In the text on TG and TM in multidrug-resistant lung cancer sublines, what fraction of parental A549 cells survived treatment with 200 nM TG alone?
Document extract: Begin
TM and TG induce the death of MDR lung cancer sublines but TG efficacy is restricted by P-gp overexpression
We further examined the regulation of the growth of both MDR sublines by TG and TM on MTT assay. For parental A549 cells, there was approximately 32% cell survival following treatment with 200 nM TG. The cytotoxicity was enhanced when the A549 cells were cotreated with TG and DOC (16 nM), resulting in 19% cell survival at 200 nM TG. The viability of the A549/D16 subline was not affected by TG or TG cotreatment with DOC (Fig 4A). In contrast, when the A549/V16 cells were treated with TG (200 nM), 41% of cells survived (Fig 4B). Combination of VCR (16 nM) and TG had no additional cytotoxic effect on the A549/V16 subline. It has been reported that TG is a substrate of P-gp . Therefore, we applied P-gp inhibitor, VER, to determine if cytotoxicity of TG can be recovered in A549/D16 subline. The results showed that when 4 μM VER was added, the viability of A549/D16 subline was reduced to 42% at 200 nM TG (Fig 4E).
(A) Parental A549 and A549/D16 cells (2×104 cells/well) were treated with various concentrations of TG with DOC (16 nM) or without DOC for 48 h for drug sensitivity measurements. Similar conditions were applied to (B) A549 and A549/V16 cells with VCR (16 nM). (C) Parental A549 and A549/D16 cells were treated with various concentrations of TM with DOC or without DOC for 48 h for drug sensitivity measurements. Similar conditions were applied to (D) A549 and A549/V16 cells. (E) A549/D16 cells were pre-treated with VER (0, 0.5, 1, 2 and 4 μM) for 2 h followed by various concentrations of TG for 48 h. Cell viability was analyzed on MTT assay.
Document extract: End
Records supplied: Begin
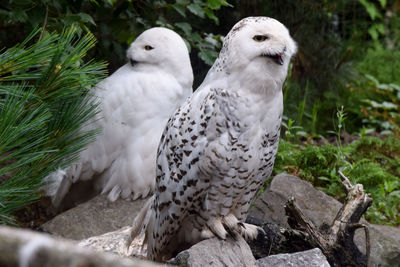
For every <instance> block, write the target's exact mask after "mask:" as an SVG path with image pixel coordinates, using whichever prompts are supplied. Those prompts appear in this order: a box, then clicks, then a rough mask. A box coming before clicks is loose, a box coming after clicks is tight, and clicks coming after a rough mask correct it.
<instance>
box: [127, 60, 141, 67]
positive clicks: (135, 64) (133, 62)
mask: <svg viewBox="0 0 400 267" xmlns="http://www.w3.org/2000/svg"><path fill="white" fill-rule="evenodd" d="M129 62H130V63H131V65H132V67H135V65H136V64H138V63H139V61H136V60H134V59H132V58H131V59H129Z"/></svg>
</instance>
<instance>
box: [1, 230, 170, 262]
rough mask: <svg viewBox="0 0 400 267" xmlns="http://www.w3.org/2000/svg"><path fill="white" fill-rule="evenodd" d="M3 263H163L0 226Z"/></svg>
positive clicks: (52, 237)
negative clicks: (98, 251)
mask: <svg viewBox="0 0 400 267" xmlns="http://www.w3.org/2000/svg"><path fill="white" fill-rule="evenodd" d="M0 266H2V267H14V266H21V267H27V266H29V267H54V266H57V267H82V266H96V267H114V266H118V267H157V266H162V265H159V264H156V263H153V262H148V261H142V260H139V259H133V258H126V257H119V256H117V255H114V254H111V253H106V252H103V253H100V252H98V251H95V250H92V249H89V248H83V247H80V246H78V245H77V244H76V242H72V241H70V240H63V239H61V238H54V237H53V236H50V235H47V234H43V233H38V232H33V231H29V230H23V229H17V228H11V227H6V226H0ZM164 266H165V265H164Z"/></svg>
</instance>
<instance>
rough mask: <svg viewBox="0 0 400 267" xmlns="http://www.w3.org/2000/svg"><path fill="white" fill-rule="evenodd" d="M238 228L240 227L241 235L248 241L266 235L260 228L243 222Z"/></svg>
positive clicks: (264, 231) (255, 238) (254, 225)
mask: <svg viewBox="0 0 400 267" xmlns="http://www.w3.org/2000/svg"><path fill="white" fill-rule="evenodd" d="M238 226H239V227H240V234H241V235H242V236H243V237H244V238H245V239H246V240H253V239H256V238H257V236H258V234H259V233H261V234H263V235H265V231H264V229H262V228H261V227H259V226H256V225H253V224H249V223H242V222H239V223H238Z"/></svg>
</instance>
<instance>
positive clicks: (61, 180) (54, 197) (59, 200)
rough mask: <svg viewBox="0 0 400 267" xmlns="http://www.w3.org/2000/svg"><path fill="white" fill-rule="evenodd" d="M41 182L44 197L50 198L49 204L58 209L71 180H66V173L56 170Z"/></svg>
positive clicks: (64, 195)
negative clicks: (55, 207) (54, 206)
mask: <svg viewBox="0 0 400 267" xmlns="http://www.w3.org/2000/svg"><path fill="white" fill-rule="evenodd" d="M43 182H44V185H43V187H42V189H43V190H44V193H45V195H46V196H49V197H50V198H51V202H52V203H53V205H54V206H55V207H59V206H60V204H61V201H62V200H63V198H64V197H65V195H66V194H67V193H68V191H69V188H70V187H71V184H72V181H71V179H69V178H68V175H67V171H66V170H61V169H59V170H56V171H54V172H52V173H50V174H49V175H47V176H46V177H45V178H44V179H43Z"/></svg>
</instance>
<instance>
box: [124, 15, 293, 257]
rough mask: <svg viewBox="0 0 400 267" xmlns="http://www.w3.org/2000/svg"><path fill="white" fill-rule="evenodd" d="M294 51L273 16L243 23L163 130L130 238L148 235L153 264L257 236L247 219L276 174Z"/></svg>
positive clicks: (237, 27) (222, 48)
mask: <svg viewBox="0 0 400 267" xmlns="http://www.w3.org/2000/svg"><path fill="white" fill-rule="evenodd" d="M296 50H297V47H296V43H295V42H294V41H293V39H292V38H291V37H290V35H289V31H288V30H287V29H286V27H285V26H284V25H283V24H281V23H280V22H278V21H277V20H275V19H272V18H267V17H249V18H246V19H243V20H241V21H240V22H238V23H237V24H236V25H235V26H234V27H233V28H232V30H231V31H230V32H229V33H228V35H227V36H226V38H225V39H224V43H223V47H222V50H221V52H220V54H219V57H218V59H217V60H216V62H215V63H214V65H213V66H212V68H211V70H210V71H209V72H208V74H207V76H206V78H205V80H204V82H203V83H202V84H201V85H200V87H199V88H198V89H197V91H196V92H195V93H194V94H193V95H192V96H191V97H190V98H188V99H187V100H186V102H185V103H183V104H182V105H181V106H180V108H179V109H178V110H177V112H176V113H175V114H174V115H173V116H172V118H171V119H170V120H169V121H168V123H167V126H166V128H165V130H164V133H163V136H162V139H161V143H160V145H159V148H158V156H157V178H156V192H155V195H154V196H153V197H152V198H151V199H150V200H149V201H148V202H147V204H146V205H145V207H144V208H143V209H142V210H141V212H140V213H139V215H138V216H137V218H136V219H135V222H134V225H133V227H132V232H131V239H132V238H134V237H135V236H136V235H137V234H139V232H140V231H141V230H143V231H144V232H145V244H147V257H148V258H149V259H151V260H155V261H164V260H166V259H168V258H170V257H172V256H174V255H175V254H176V253H177V252H179V251H180V250H182V249H185V248H188V247H190V246H191V245H193V244H195V243H196V242H199V241H200V240H202V239H205V238H210V237H213V236H217V237H219V238H221V239H225V238H226V237H227V234H228V233H229V234H231V235H235V234H240V235H243V236H244V237H245V238H254V237H256V236H257V231H258V230H257V227H256V226H254V225H249V224H246V223H244V221H245V219H246V215H247V211H248V209H249V206H250V203H251V202H252V200H253V199H254V197H255V196H256V194H257V192H258V190H259V189H260V187H261V186H262V185H263V183H264V182H265V181H266V180H267V178H268V177H269V176H270V174H271V172H272V168H273V165H274V160H275V155H276V151H277V148H278V142H279V132H280V127H281V118H282V110H283V100H282V86H283V83H284V81H285V79H286V76H287V71H288V66H289V63H290V59H291V57H292V56H293V55H294V54H295V52H296Z"/></svg>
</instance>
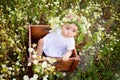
Records supplied: End
[Exercise result] Approximately 32% of the cells survived.